Select Committee on European Scrutiny Fortieth Report


4. COMPENSATION FUND FOR OIL POLLUTION DAMAGE IN EUROPEAN WATERS


(a)
(21943)
14595/00
COM(00) 802


Commission Communication on a second set of Community measures on maritime safety following the sinking of the oil tanker Erika.

(i) Draft Directive establishing a Community monitoring, control and information system for maritime traffic;

(ii) Draft Regulation on the establishment of a fund for compensation for oil pollution damage in European waters and related measures;

(iii) Draft Regulation establishing a European Maritime Safety Agency.

(b)
(23625)
10477/02
COM(02) 313


Amended draft Regulation on the establishment of a fund for compensation for oil pollution damage in European waters and related measures.


Legal base:Articles 80(2) and 175(1) EC; co-decision; qualified majority voting
Document originated:(b) 12 June 2002
Deposited in Parliament: (b) 8 July 2002
Department:Transport
Basis of consideration: EM of 18 July 2002
Previous Committee Report: (a) HC 28-viii (2000-01), paragraph 8 (14 March 2001), HC 152-i (2001-02), paragraph 19 (18 July 2001), HC 152-ix (2001-02), paragraph 5 (5 December 2001) and HC 152-xix (2001-02), paragraph 7 (13 February 2002)
To be discussed in Council: No date set
Committee's assessment:Politically important
Committee's decision:(a)(i) and (iii) Cleared (decision reported on 5 December 2001) (a)(ii) and (b) not cleared


Background

  4.1  Although the framework for international action on maritime safety is provided by the International Maritime Organisation (IMO), the Community has in more recent years taken action in this area where IMO standards were lacking or deemed inadequate. In particular, the Erika oil tanker disaster in December 1999 off the Brittany coast prompted the European Parliament and the Council to call on the Commission to review the maritime safety regime for oil tankers.

  4.2  As a result, the Commission produced in March 2000 a Communication[7] on the safety of seaborne oil trade, which included three legislative proposals dealing with enforcement in respect of shipping using Community ports and sailing in the waters under the jurisdiction of the Member States; common rules and standards for ship inspection and survey organisations; and the accelerated phasing-in of double hull or equivalent design requirements for single hull oil tankers. This was followed in December 2000 by document (a), comprising proposals dealing with the establishment of a Community monitoring, control and information system for maritime traffic; the establishment of a compensation fund for oil pollution damage in European waters; and the setting up of a European Maritime Safety Agency (EMSA).

  4.3  All these proposals have since been cleared, with the exception of that dealing with the establishment of a compensation fund. The latter arose because the Commission believes that the existing marine compensation regime under the 1992 Protocols to the Civil Liability Convention (CLC) and International Oil Pollution Compensation (IOPC) Fund Convention does not set the maximum compensation limit at a sufficiently high level, and fails either to discourage those involved in sea transport from deliberately taking risks, or to provide incentives for the supply and use of quality ships for transporting oil. It therefore proposed in part (ii) of document (a) a Regulation to establish a fund for Oil Pollution in European waters (the COPE fund), which would provide top-up compensation for claimants, subject to a ceiling of euro1,000 million. The fund would be financed by European oil receivers, but would only be activated once a spill which exceeded, or threatened to exceed, the international limits had occurred in Community waters.

____

GOAL 1 |
Gather every line of the records that contains the string "image", treating uppercase and lowercase as different.
The committee report has no connection to the records.

RECORDS FOR PROCESSING |
____

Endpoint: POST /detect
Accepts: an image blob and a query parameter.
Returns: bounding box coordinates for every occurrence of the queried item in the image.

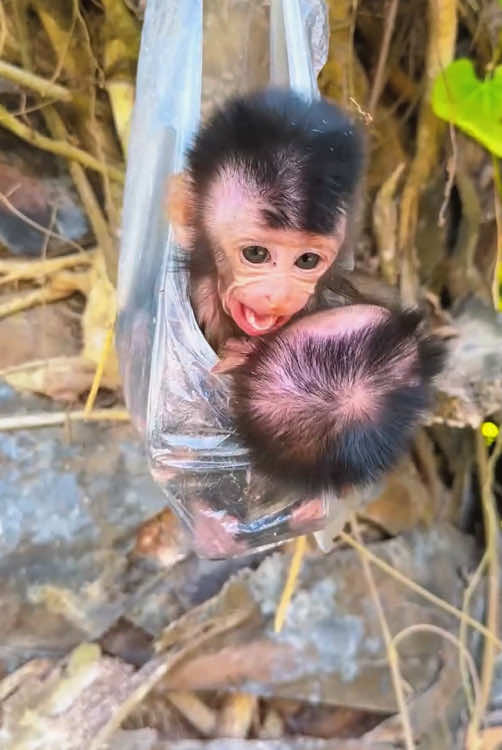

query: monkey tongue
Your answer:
[243,305,277,332]
[231,300,283,336]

____

GOAL 2 |
Print the stretch of the committee report from "4.1  Although the framework" through "for oil tankers.", word for word.

TASK ANSWER 1 |
Accepts: an image blob and a query parameter.
Returns: bounding box coordinates for every occurrence of the queried item in the image.

TASK ANSWER 2 |
4.1  Although the framework for international action on maritime safety is provided by the International Maritime Organisation (IMO), the Community has in more recent years taken action in this area where IMO standards were lacking or deemed inadequate. In particular, the Erika oil tanker disaster in December 1999 off the Brittany coast prompted the European Parliament and the Council to call on the Commission to review the maritime safety regime for oil tankers.